_WORK REQUIRED:_
Every record below is to be retyped exactly.

Dataset rows
◆ ◆ ◆
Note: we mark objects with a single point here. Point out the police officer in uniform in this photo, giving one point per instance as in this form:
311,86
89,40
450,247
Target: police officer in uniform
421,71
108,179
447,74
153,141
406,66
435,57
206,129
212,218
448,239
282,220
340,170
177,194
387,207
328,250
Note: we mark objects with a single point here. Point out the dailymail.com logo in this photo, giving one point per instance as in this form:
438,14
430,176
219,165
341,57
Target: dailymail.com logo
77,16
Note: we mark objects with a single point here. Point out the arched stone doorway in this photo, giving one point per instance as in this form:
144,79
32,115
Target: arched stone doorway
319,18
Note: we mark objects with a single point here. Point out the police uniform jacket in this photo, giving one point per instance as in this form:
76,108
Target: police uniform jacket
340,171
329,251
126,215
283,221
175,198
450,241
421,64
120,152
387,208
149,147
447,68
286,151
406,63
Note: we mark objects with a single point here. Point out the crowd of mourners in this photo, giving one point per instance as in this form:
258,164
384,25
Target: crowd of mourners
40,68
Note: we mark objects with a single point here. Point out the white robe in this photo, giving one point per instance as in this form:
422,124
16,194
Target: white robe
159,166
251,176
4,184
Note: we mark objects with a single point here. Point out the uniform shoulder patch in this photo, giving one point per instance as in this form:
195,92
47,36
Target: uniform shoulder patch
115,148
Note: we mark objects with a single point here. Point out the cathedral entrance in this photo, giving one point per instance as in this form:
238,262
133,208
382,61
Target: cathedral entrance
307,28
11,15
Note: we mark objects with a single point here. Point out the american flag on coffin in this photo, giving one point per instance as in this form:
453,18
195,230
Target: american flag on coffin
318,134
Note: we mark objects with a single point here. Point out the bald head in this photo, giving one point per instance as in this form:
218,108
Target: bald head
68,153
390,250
◆ ◆ ◆
_ANSWER:_
Note: we mark objects with a single point here. Point out the police officer in uniform in this photo, giving one point per instance as in this form:
311,86
89,40
450,247
Target: police officer in uniform
421,71
108,179
447,74
153,141
406,66
435,57
206,129
212,218
448,239
282,220
340,170
177,194
387,207
328,250
Note: we mark objects with a single point here. Point out the dailymail.com logo in this photo, giving one point per instance as in this form:
438,14
430,176
219,165
341,57
Target: dailymail.com logo
77,16
Note: we mark objects with a single point here. Point out the arched stone doorway in this photo, giving one point per instance as in this form:
144,79
32,115
Target: arched stone doorway
319,18
Note: we mark objects with a single point here. Point out the police uniform jacket in this photo, giving one point per instance as in this form:
76,108
Target: police uniform jacket
340,171
329,251
126,215
283,221
175,198
450,241
421,64
120,152
387,208
149,147
447,68
286,151
406,63
Note: we mark objects with a single point here. Point out the crowd of mourners in this photo, giving one point per instance as in this form:
258,164
384,25
Target: crowd of mourners
40,68
Note: we mark objects with a single point here. Point out the white robe in this photo, giving one point per instance as in this form:
422,124
16,194
Target: white robe
159,166
251,176
4,184
Note: we mark objects with a single point here. Point out the uniform shoulder patch in this photo, giving one point per instance as in this form:
195,92
47,36
Target: uniform shoulder patch
115,148
Note: we mark objects with a single point here. Point out the cathedral entrance in this photo, giving one point per instance as in this form:
238,262
133,208
382,61
Target: cathedral entrance
307,28
11,15
Note: we mark objects with a single point here. Point out the american flag on coffin in this photo, giving one point per instance as in this form:
453,18
195,230
Target: american flag on coffin
318,134
Note: we mark objects with a single point here. Point out the bald head in this photo, giving one point per instance as in this form:
218,108
Target: bald head
68,153
390,250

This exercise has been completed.